• Given text:
=== Begin Enclosure ===

Amit Patel to Serve 78 Months in U.S. Prison for $22 million Embezzlement
Amit Patel defrauded the Jacksonville Jaguars football team owned by Pakistani American billionaire Shahid Khan
April 26, 2024
Last month, a United States judge sentenced Amit Patel to serve 78 months in prison. Patel, 31-years-old, was charged with wire fraud and engaging in an illegal monetary transaction for embezzling more than $22 million from the Jacksonville Jaguars.
“Amit Patel knowingly and wittingly created a deceptive scheme to fund a lavish lifestyle at his employer’s expense, and (his) sentencing is a warning to other scam artists,” Mark Dargis, Acting Special Agent in Charge of the Federal Bureau of Investigations, Jacksonville, said in a statement.
The embezzlement took place between September 2019 and February 2023, when Patel was a finance manager with the Jaguars, a National Football League (NFL) team based in Jacksonville, Florida. Patel, who started working for the Jaguars in April 2018, helped prepare Jaguar’s monthly financial statements, oversaw department budgets, and was the administrator of various programs. The programs included a virtual credit card (VCC) system which the Jaguars adopted in April 2019 and for which he was the sole administrator starting in October 2019.
As the sole administrator, Patel used his authority to charge $22.2 million in fraudulent transactions, until he was fired in February 2023. He made hundreds of purchases and transactions with no legitimate business purpose. They include: placing bets with online gambling websites; purchasing a condominium in Ponte Vedra Beach, Florida; paying for personal travel for himself and friends, including chartering private jets and booking luxury hotels and private rental residences; acquiring a new Tesla Model 3 sedan and Nissan pickup truck; and purchasing cryptocurrency, non-fungible tokens, electronics, sports memorabilia, a country club membership, spa treatments, concert and sporting event tickets, home furnishings, and luxury wrist watches.
To hide his fraudulent transactions, Patel identified legitimate reoccurring VCC transactions, such as catering, airfare, and hotel charges, and then duplicated those transactions. He also inflated the amounts of legitimate VCC transactions.
Patel did not report any of his illicit income on his tax returns and so was also investigated by the Internal Revenue Service. In December 2023, he pled guilty to two charges, of wire fraud and illegal monetary transaction.
The Jacksonville Jaguars team is owned by Shahid (Shad) Khan. He also owns the Fulham F.C. soccer team in the English Premier League and All Elite Wrestling.
Khan is the owner of Flex-N-Gate (FNG), a Jacksonville based provider of metal and plastic automobile parts. With $6.8 billion in annual revenues, it employs more than 25,000 people at manufacturing and engineering facilities in the U.S., Canada, China, Mexico, Argentina, Brazil, Germany, France, and Spain.

=== End Enclosure ===

• Supplied entries:
=== Begin Enclosure ===

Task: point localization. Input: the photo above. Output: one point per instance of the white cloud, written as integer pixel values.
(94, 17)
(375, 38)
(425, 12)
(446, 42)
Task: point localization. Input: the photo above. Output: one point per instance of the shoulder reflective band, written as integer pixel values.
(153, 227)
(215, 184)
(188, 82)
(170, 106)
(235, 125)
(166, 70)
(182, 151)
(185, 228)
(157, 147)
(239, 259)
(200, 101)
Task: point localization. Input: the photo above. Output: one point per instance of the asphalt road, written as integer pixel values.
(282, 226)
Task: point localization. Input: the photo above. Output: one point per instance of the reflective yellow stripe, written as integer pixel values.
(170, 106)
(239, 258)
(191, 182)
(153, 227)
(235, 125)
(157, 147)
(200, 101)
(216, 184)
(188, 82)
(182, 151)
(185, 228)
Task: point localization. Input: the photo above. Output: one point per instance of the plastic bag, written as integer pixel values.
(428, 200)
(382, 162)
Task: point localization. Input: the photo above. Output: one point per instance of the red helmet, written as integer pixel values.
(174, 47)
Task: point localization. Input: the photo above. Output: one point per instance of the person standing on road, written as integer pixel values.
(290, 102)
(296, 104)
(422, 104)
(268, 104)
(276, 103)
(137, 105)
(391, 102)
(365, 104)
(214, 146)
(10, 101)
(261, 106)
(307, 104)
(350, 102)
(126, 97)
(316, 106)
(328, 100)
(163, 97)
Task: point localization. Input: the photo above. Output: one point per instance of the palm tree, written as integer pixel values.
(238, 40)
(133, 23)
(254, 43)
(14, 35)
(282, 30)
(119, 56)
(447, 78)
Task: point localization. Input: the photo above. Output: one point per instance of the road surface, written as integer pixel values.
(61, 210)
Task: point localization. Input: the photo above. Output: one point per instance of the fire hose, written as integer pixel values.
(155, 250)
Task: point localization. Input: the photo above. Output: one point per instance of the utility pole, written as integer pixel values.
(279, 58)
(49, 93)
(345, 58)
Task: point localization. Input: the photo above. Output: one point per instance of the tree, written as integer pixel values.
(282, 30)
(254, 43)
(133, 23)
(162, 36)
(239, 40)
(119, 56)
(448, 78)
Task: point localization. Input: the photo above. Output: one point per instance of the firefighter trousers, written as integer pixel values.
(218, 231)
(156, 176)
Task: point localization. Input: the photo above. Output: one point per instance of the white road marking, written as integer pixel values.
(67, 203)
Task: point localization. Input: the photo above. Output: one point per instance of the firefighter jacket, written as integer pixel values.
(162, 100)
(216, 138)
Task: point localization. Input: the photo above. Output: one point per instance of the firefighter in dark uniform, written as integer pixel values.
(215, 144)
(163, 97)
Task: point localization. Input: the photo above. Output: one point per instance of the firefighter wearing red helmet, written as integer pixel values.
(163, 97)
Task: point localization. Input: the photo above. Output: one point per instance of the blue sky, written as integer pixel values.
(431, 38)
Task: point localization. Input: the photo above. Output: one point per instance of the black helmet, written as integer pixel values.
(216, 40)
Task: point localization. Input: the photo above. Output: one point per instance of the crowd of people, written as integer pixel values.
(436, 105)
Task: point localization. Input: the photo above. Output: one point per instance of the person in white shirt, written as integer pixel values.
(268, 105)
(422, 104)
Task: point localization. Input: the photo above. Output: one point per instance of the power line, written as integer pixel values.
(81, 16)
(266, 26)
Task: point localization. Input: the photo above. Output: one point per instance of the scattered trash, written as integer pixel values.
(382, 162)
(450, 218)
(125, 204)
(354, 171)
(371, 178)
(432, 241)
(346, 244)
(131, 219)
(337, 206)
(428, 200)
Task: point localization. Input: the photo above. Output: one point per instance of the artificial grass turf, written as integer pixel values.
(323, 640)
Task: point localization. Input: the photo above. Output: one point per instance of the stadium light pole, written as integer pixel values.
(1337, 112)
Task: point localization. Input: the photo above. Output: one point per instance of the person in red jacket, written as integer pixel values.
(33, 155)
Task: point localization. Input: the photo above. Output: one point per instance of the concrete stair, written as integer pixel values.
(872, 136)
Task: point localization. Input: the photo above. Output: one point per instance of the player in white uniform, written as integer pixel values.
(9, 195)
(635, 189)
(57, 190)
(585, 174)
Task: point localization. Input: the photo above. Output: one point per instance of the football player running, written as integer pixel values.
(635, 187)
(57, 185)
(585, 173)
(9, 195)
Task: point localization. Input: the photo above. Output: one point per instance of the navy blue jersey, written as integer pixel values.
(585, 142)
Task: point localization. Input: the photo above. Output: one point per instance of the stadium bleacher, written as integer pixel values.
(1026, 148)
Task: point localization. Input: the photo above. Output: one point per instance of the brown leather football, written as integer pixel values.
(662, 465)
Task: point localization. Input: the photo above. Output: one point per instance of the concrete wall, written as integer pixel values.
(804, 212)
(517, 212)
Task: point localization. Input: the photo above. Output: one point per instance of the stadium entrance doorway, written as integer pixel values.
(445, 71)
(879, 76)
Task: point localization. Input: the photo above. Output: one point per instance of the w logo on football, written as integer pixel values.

=== End Enclosure ===

• What to do: Please resume the article on Amit Patel's embezzlement sentence, continuing after its last sentence.

• Result for this exercise:
Khan, an immigrant from Pakistan, began working at FNG while pursuing his engineering degree at the University of Illinois. During his years at FNG, Khan held a variety of positions, rising to the position of an Engineering Manager.
In 1978, leaving FNG, Khan used his personal savings and a $50,000 loan from the Small Business Loan Corporation to start Bumper Works, which designed a one-piece bumper for trucks. Two years later, the success of Bumper Works provided Khan with the capital to purchase FNG.
Khan, who became a U.S. citizen in 2018, has a net worth of $12 billion, according to Forbes. Since 2012, he and his wife Ann have donated more than $20 million to youth fitness, military and veterans, women's health issues, Covid-19 and other charity programs in the Jacksonville area.
Khan’s son Tony is the Jaguars' senior vice president for football administration and technology.
In 2018, Khan was appointed chairman of NFL’s Legalized Sports Betting Committee.
A week before his plea agreement, Patel’s lawyer issued a statement saying, “Patel used VCC funds to gamble on Daily Fantasy Sports, the vast majority of which was done on FanDuel, and a significant portion on DraftKings. Approximately 99% of the funds misappropriated from the Jaguars’ VCC were gambling losses, almost all of which occurred on those two websites…Mr. Patel suffers from a serious gambling addiction, and in the spring of this year, checked himself into extensive, inpatient rehabilitation to address his addiction.”
At his sentencing hearing in court, one of Patel’s high school teachers said he was a model student. Patel was elected class president at the Paxon School for Advanced Studies in Jacksonville and was the captain of the school’s lacrosse team, according to The Athletic.
Patel told the court, “It began small and then snowballed so big that my only thought was to gamble my way out of it. In the end, I always thought that big win was right around the corner and would fix all my problems.”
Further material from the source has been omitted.